** Start Document **

History
  • No items yet
midpage
Estate of Brooks v. Commissioner of Revenue Services
159 A.3d 1149
Conn.
2017
Read the full case

Background

  • Decedent Helen B. Brooks (Connecticut domiciliary) died in 2009; she had a life interest in QTIP trusts created under her predeceased husband's (Everett, died 2000 in Florida) will. The trusts held intangible assets (cash, publicly traded securities).
  • Everett’s executor (the decedent) elected QTIP treatment for the trusts under § 2056(b)(7) of the Internal Revenue Code; the trusts gave the decedent income for life and a limited testamentary power of appointment; she was also a trustee for the trusts.
  • The estate filed a Connecticut estate tax return omitting the QTIP trust assets from the decedent’s Connecticut gross estate and sought a refund; the Commissioner denied the refund, the denial was affirmed administratively, and the trial court granted the Commissioner’s summary judgment.
  • Key statutory provisions: Connecticut defines “gross estate” as the federal gross estate (Conn. Gen. Stat. § 12-391(c)(3)); the legislature later amended § 12-391(d)(3) (P.A. 13-247) to substitute “included in the gross estate” for “owned by the decedent,” and P.A. 14-155 declared that amendment clarifying and retroactive to open estates.
  • Central legal questions: whether QTIP trust assets included in the federal gross estate must be excluded from Connecticut’s gross estate because Connecticut allegedly did not allow the earlier marital-deduction deduction for the first spouse’s estate; whether Connecticut may tax intangibles in which the decedent had only a life interest; and whether retroactive application of the 2013/2014 statutory changes or levying tax on the QTIP assets violates due process.

Issues

Issue Plaintiff's Argument Defendant's Argument Held
Whether Conn. § 12-391(c)(3) incorporates the federal estate tax regime (so QTIP assets are included only if Connecticut allowed a deduction to the first-decedent’s estate) Berkley-style incorporation: federal rules (including treatment of QTIPs and related deductions) import federal methodology, so state inclusion depends on whether state allowed corresponding deduction for first spouse Text of § 12-391(c)(3) plainly adopts the federal gross estate as reported for federal purposes; separate state QTIP election (§ 12-391(f)(2)) shows legislature did not intend wholesale import of federal mechanics Court: § 12-391(c)(3) includes assets that are part of the federal gross estate; QTIP assets included in federal gross estate are includable for state estate tax purposes.
Whether the 2013 amendment replacing “owned by the decedent” with “included in the gross estate” is clarifying and applies retroactively Amendment is substantive (broadens taxable intangibles) and should apply prospectively; effective date of P.A. 13-247 suggests prospective application Legislative history + explicit 2014 statute declaring P.A.13-247 clarifying, and the amendment responded to controversies about prior interpretation; change is technical/clarifying Court: Amendment is clarifying and applies retroactively to open estates; retroactive application does not violate due process.

** End Document **
** Start Dataset records **

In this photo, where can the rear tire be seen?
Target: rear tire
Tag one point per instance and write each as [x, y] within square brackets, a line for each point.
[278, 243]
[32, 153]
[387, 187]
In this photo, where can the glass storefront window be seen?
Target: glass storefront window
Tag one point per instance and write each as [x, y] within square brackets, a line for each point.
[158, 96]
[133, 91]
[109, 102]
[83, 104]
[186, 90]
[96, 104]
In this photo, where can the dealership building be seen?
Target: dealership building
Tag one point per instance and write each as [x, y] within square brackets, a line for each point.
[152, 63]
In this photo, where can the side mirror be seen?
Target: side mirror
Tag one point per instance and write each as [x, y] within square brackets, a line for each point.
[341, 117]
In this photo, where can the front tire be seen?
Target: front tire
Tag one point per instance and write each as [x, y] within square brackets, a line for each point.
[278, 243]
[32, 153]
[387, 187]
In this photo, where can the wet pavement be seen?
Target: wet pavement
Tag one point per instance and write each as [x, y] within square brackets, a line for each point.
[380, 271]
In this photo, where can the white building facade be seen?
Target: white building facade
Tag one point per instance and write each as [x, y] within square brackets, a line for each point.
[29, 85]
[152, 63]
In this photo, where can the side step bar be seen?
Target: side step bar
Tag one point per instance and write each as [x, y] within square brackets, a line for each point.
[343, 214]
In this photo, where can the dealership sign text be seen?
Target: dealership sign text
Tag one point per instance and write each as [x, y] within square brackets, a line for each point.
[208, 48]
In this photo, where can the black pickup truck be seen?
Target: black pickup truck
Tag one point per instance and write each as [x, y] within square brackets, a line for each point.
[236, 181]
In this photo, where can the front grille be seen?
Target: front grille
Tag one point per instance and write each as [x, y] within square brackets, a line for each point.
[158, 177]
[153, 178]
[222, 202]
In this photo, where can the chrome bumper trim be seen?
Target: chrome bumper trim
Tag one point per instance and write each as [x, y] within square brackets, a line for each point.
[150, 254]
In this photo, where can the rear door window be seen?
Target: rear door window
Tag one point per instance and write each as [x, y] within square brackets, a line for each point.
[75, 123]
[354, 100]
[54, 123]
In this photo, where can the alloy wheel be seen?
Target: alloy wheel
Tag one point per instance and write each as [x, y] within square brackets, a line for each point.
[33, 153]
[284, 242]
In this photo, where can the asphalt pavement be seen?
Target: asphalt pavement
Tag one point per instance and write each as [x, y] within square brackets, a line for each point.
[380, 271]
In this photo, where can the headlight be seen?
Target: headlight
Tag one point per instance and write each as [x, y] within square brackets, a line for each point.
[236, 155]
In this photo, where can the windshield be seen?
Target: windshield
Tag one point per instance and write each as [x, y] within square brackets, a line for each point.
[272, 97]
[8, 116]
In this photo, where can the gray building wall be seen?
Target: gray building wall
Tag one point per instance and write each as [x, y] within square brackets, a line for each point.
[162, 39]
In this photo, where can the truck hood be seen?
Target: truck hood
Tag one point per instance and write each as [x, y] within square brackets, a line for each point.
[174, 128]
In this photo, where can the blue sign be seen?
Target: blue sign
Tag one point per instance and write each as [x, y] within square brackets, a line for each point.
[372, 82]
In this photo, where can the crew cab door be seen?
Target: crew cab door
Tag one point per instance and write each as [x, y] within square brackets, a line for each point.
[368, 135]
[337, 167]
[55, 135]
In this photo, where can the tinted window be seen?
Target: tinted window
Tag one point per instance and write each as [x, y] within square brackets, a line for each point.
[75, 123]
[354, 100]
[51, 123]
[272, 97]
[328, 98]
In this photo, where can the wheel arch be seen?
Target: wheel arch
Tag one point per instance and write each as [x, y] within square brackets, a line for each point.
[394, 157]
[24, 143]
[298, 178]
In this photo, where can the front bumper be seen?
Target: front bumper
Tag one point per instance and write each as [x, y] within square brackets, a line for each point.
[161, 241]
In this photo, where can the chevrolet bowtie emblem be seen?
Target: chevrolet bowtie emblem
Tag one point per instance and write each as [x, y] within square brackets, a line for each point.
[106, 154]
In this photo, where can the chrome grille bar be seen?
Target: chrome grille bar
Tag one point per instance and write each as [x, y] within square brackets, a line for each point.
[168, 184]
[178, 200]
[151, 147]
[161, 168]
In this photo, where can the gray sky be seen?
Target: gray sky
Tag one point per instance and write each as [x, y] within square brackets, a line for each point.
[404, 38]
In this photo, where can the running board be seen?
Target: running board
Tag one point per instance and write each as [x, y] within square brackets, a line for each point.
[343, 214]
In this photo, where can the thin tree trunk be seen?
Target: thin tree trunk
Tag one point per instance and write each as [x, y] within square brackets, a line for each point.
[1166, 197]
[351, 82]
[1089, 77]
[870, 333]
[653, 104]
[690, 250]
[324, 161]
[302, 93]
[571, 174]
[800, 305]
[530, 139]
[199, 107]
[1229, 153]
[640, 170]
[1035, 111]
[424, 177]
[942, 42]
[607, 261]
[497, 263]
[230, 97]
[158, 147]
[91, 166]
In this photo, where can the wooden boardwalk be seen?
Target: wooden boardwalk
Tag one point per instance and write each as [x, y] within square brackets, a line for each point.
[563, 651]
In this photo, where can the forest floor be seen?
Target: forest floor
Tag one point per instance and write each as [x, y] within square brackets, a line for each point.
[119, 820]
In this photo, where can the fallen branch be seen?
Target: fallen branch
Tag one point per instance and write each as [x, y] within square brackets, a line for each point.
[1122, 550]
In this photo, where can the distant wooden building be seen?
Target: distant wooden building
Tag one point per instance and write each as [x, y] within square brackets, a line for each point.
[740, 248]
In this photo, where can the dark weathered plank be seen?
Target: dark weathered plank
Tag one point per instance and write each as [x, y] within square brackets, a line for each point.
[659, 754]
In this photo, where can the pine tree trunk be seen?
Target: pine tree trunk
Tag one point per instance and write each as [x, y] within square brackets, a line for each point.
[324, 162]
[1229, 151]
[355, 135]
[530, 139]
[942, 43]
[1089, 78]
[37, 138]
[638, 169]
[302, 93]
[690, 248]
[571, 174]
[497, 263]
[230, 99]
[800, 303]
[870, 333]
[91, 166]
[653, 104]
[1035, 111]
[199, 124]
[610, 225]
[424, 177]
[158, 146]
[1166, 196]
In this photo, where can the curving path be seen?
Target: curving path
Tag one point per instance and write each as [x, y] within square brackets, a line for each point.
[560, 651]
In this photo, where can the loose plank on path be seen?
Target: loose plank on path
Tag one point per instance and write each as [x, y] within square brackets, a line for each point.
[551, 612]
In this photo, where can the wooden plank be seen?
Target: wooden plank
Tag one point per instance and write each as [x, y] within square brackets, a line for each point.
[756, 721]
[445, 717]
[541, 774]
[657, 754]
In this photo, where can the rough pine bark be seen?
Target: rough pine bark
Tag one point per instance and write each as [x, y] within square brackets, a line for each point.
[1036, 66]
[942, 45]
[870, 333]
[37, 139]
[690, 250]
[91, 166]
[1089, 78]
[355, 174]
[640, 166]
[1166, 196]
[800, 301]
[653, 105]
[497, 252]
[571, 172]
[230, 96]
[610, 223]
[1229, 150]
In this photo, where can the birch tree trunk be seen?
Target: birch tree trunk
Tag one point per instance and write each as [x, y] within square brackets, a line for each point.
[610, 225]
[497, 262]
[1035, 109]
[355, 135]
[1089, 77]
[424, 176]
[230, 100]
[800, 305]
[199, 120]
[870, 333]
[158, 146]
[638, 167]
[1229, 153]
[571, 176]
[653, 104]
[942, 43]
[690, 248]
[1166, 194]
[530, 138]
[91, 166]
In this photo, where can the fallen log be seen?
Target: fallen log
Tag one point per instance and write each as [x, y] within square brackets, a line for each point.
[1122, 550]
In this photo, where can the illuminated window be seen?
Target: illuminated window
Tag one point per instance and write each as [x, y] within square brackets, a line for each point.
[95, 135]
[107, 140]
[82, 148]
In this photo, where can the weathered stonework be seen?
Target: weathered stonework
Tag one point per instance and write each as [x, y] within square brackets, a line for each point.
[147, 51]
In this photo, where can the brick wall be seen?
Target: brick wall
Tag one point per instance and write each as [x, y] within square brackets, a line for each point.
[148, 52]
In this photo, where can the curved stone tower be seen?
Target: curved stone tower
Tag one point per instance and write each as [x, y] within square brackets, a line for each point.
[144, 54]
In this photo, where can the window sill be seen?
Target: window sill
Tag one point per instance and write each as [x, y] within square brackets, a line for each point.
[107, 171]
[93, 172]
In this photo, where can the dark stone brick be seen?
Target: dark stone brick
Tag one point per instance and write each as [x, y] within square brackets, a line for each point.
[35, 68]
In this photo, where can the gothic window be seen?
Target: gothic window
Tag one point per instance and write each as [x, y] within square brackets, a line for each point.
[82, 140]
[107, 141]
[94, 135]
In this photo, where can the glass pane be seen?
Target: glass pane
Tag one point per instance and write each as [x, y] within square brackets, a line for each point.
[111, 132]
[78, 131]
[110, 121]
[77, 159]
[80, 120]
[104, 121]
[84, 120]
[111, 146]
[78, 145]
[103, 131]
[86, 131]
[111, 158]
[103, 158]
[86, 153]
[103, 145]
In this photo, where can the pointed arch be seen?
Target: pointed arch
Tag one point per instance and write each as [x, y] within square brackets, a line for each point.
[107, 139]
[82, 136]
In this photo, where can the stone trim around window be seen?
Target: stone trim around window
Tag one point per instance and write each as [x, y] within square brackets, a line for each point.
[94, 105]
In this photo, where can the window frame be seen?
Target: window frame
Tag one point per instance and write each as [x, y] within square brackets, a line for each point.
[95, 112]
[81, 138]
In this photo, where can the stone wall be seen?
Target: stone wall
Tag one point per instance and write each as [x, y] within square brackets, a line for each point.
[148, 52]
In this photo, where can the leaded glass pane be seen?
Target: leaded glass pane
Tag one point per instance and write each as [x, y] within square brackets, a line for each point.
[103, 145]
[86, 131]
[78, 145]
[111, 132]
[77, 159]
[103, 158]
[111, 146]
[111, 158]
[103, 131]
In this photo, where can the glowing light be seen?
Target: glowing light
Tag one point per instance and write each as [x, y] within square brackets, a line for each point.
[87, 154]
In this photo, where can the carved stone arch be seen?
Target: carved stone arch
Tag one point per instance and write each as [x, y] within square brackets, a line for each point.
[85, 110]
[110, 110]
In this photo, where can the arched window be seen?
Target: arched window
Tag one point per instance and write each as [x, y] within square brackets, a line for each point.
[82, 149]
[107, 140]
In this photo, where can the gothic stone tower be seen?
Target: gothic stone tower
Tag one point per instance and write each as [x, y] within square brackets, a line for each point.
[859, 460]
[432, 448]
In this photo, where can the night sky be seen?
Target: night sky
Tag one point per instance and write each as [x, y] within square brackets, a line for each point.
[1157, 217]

** End Dataset records **

◆ **Your tasks**:
1. Answer these questions using the case summary on Estate of Brooks v. Commissioner of Revenue Services.
(a) In what year did Helen B. Brooks die?
(b) Which public act declared P.A. 13-247 clarifying and retroactive to open estates?
(c) What did the court hold about the 2013 amendment that replaced "owned by the decedent" with "included in the gross estate"?
2. Write the next part of the case summary on Estate of Brooks v. Commissioner of Revenue Services, starting right after its last line.

◆ **Per-task answers**:
1.
(a) 2009.
(b) P.A. 14-155.
(c) The court held that the amendment is clarifying and applies retroactively to open estates, and that retroactive application does not violate due process.

2.
Whether taxing trust assets in which decedent had only a life interest constitutes an unconstitutional or improper tax on an out-of-state transfer (no ‘‘transfer’’ at decedent’s death) The QTIP transfer was effectively taxed at first spouse’s death; the decedent did not “own” corpus and no new taxable transfer occurred at her death; taxing it now amounts to impermissible taxation of an out-of-state transfer or a retroactive tax (Coolidge line) The estate tax is an excise on the shifting of legal/economic relationships at death; termination of a life interest and vesting/enjoyment by remaindermen is a sufficient transfer; Fernandez supports taxing such shifts; decedent was a Connecticut domiciliary with sufficient nexus Court: Termination of decedent’s life interest and consequent shifting of incidents of property at her death constitute a taxable transfer; imposing tax does not violate due process.
Whether inclusion/levy of tax violated due process by taxing out-of-state property or exceeding constitutional limits As above: impermissible to tax transfer stemming from Everett (Florida) or to tax intangibles without situs Intangibles lack geographic situs; domicile provides sufficient nexus; state may tax intangibles measured by value for domiciliary Court: Due process satisfied—domiciliary status and shift in legal/economic rights give Connecticut constitutional power to tax these intangibles.

Key Cases Cited

  • Fernandez v. Wiener, 326 U.S. 340 (U.S. 1945) (estate tax may reach changes in legal/economic relationships at death; shifting incidents of property are taxable)
  • United States v. Carlton, 512 U.S. 26 (U.S. 1994) (upheld retroactive tax measures under rational-basis review; criticized earlier strict vested-rights era decisions)
  • Coolidge v. Long, 282 U.S. 582 (U.S. 1931) (holdings that taxed preexisting vested remainder as unconstitutional retroactive tax under different statutory scheme)
  • New York Trust Co. v. Doubleday, 144 Conn. 134 (Conn. 1956) (earlier ‘‘pick-up’’ estate tax historically incorporated federal estate tax provisions under a different statutory structure)
  • Berkley v. Gavin, 253 Conn. 761 (Conn. 2000) (treatment of phrase "as determined for federal income tax purposes"—court incorporated federal income tax methodology, illustrating limits of textual incorporation)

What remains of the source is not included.